__TASK DIRECTIONS__.
Word for word, write out all of the entries that follow.

(Stored dataset items)
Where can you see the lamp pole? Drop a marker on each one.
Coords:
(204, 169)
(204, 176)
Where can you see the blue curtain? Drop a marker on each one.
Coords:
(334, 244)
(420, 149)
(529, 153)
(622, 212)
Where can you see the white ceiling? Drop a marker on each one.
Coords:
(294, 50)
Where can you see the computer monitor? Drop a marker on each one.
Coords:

__SOLUTION TO THE EXERCISE__.
Where can you see the lamp pole? Drop a marker on each one.
Coords:
(204, 169)
(204, 176)
Where can you see the blue curtain? Drop a marker on each one.
Coords:
(334, 244)
(420, 149)
(529, 153)
(622, 212)
Where can you see the white ceiling? Drop a marker on each one.
Coords:
(294, 50)
Where can you see the computer monitor? Drop a marker on each one.
Coords:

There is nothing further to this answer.